▶ _To be done_
Return every record below verbatim, line for line, and leave the pictures out.

>>>

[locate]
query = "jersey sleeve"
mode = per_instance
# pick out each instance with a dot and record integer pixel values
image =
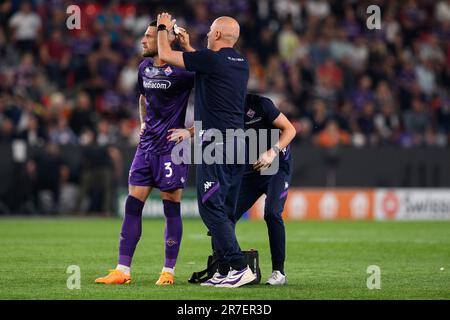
(269, 110)
(140, 83)
(199, 61)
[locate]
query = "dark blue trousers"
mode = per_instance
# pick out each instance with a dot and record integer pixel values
(276, 188)
(217, 193)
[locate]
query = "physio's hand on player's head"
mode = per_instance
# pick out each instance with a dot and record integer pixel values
(178, 135)
(183, 38)
(141, 132)
(265, 160)
(165, 19)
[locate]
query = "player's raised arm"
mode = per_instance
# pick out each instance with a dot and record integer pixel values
(183, 39)
(165, 52)
(142, 113)
(288, 131)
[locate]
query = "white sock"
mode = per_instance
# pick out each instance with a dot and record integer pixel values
(124, 269)
(170, 270)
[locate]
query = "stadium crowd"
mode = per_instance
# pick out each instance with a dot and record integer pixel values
(338, 81)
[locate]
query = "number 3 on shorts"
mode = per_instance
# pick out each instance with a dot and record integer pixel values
(167, 166)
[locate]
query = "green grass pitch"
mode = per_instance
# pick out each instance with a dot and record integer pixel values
(325, 260)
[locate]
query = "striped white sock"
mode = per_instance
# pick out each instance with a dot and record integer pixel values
(124, 269)
(170, 270)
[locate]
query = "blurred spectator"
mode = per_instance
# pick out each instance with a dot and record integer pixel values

<<<

▶ _Exercise response_
[locate]
query = "jersey sleeve"
mode = per_instance
# pick out each instance with a dot and record integer pixel values
image =
(269, 110)
(140, 83)
(199, 61)
[locate]
query = "dark blue trousers"
mode = per_instance
# pick out each instance with a dot and record integer pixel values
(276, 188)
(217, 193)
[locate]
query = "physio's hand on player's head"
mode = per_instance
# pick out each instance with a dot and record integer pixel values
(178, 135)
(183, 38)
(141, 132)
(265, 160)
(165, 19)
[locate]
query = "player's raised arm"
mode = per_instance
# pick out each instance with a dot and record integer pixel values
(183, 39)
(165, 52)
(142, 113)
(288, 131)
[locate]
query = "white sock"
mode = per_instance
# pick out each instance with a dot and record integer pixel values
(124, 269)
(170, 270)
[locate]
query = "stadium crowd"
mode = per_instance
# pick out each instance with a dot and record integer pixel values
(338, 81)
[locate]
query = "number 3 on shorts"
mode = per_instance
# pick out each instance with a dot and record integer pixel values
(167, 166)
[locate]
query = "green grass pitch"
mode = per_instance
# pick out each instance with a dot and record integer pixel values
(325, 260)
[locate]
query = "striped white sock"
mode = per_instance
# pick out each instance with a dot and record integer pixel values
(124, 269)
(170, 270)
[locate]
query = "blurred spectator"
mode = per_instance
# pick out each instance with a dot and record integer pixel values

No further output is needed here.